Directive ->
Write out verbatim everything in the records from the line containing "Guideline: treat each distinct spongy" down to the end of the records, including both the first and the final line.
····················
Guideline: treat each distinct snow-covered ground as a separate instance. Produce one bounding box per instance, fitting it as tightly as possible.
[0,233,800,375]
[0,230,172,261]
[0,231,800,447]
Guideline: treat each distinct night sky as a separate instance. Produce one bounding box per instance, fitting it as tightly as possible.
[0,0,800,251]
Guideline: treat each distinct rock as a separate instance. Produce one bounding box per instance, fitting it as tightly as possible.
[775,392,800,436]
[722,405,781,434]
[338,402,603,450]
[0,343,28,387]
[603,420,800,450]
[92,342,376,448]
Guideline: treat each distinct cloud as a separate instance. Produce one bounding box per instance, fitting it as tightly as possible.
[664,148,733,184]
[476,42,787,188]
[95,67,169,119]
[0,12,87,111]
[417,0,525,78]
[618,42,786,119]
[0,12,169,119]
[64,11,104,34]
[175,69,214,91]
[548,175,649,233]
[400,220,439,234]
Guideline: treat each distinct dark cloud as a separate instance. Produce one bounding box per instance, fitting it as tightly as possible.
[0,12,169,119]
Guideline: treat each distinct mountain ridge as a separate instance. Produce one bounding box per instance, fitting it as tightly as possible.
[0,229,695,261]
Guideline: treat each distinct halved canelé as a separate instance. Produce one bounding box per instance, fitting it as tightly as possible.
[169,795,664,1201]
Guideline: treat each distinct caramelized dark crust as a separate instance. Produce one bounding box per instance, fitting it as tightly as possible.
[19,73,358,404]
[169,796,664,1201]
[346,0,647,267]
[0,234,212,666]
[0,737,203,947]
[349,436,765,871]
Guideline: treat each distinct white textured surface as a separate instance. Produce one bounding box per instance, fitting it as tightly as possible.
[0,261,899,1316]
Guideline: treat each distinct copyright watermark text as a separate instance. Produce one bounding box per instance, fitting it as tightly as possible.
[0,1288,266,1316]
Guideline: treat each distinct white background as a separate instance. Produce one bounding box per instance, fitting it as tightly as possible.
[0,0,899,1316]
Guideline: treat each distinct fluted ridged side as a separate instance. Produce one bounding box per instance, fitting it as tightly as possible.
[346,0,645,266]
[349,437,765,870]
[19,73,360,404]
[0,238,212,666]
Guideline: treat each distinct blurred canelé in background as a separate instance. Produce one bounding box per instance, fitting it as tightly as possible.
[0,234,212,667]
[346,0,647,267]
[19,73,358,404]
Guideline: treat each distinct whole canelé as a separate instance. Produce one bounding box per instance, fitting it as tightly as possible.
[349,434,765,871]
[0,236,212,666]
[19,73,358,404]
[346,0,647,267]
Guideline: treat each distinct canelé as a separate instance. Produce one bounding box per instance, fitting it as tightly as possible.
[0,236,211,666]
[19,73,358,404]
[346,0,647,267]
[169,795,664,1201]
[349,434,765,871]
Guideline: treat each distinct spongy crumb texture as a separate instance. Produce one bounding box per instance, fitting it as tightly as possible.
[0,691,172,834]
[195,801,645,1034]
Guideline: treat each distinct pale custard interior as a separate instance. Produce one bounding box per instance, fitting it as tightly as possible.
····················
Expected output ->
Guideline: treat each distinct spongy crumb texture as a separate instance. Produce one bounding box per instance, fitting it as tightly as possible.
[0,691,172,834]
[195,801,645,1034]
Guideline: treat each distinct pale custard interior as a separate instance. Produce one bounding box per instance, fitting it as tightly as possible.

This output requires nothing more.